## TASK ITEM:
Which lines in the records below contain the word "green"? Copy each one out.

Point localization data
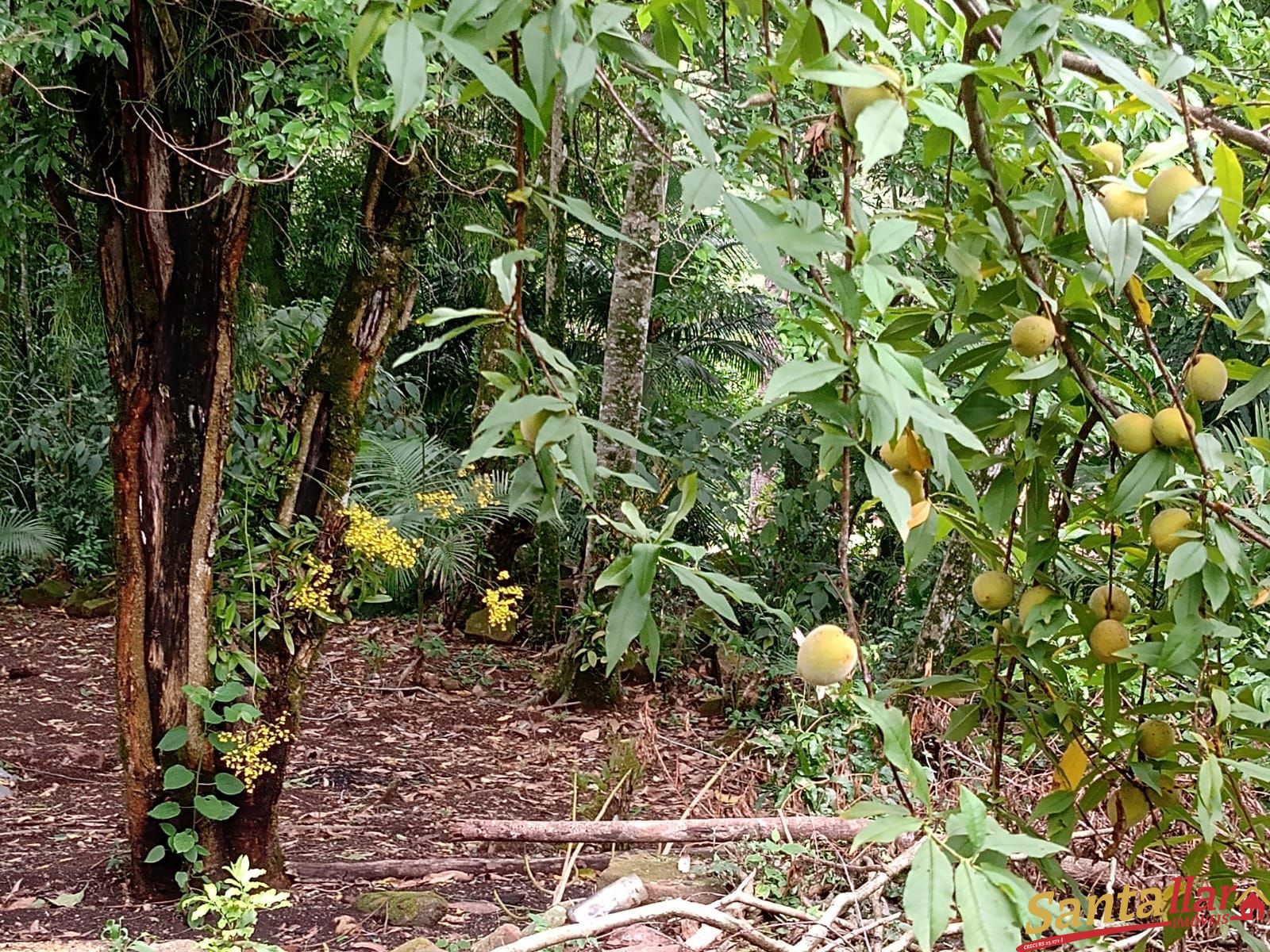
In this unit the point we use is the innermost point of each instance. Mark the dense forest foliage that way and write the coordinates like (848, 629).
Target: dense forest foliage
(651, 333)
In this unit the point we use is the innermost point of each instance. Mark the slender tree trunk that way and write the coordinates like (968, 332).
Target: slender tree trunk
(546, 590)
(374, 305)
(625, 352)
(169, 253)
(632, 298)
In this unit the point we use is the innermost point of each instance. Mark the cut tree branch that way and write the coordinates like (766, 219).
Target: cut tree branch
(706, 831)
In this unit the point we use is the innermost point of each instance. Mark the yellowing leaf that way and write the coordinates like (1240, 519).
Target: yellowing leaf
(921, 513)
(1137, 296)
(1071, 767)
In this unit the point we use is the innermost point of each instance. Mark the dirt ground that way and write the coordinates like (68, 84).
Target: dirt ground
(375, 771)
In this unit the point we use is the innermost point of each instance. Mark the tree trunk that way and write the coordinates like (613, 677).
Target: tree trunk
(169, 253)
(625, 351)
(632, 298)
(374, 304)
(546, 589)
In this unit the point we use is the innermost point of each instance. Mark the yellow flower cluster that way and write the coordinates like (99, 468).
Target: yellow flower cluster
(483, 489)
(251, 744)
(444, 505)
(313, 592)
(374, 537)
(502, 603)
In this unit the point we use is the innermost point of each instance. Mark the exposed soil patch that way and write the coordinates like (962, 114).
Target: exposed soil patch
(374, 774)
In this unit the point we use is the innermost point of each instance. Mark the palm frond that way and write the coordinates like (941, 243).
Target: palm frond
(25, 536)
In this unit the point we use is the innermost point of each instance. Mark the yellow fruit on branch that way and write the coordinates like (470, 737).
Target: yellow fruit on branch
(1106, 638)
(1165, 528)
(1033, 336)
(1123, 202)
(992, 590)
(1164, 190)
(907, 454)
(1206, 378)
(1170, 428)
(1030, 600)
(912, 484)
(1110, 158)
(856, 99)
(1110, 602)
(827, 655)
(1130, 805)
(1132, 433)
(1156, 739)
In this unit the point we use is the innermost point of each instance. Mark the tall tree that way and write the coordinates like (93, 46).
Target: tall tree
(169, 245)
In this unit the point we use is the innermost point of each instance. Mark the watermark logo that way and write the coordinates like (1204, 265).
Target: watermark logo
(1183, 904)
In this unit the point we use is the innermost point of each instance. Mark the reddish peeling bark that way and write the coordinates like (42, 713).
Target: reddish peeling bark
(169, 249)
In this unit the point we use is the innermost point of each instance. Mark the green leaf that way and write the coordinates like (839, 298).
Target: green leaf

## RESPONSE TO THIS EXERCISE:
In this unit the point we use is the innermost point of each instance. Mark the green leaf that way and write the coordinates like (839, 298).
Target: green leaf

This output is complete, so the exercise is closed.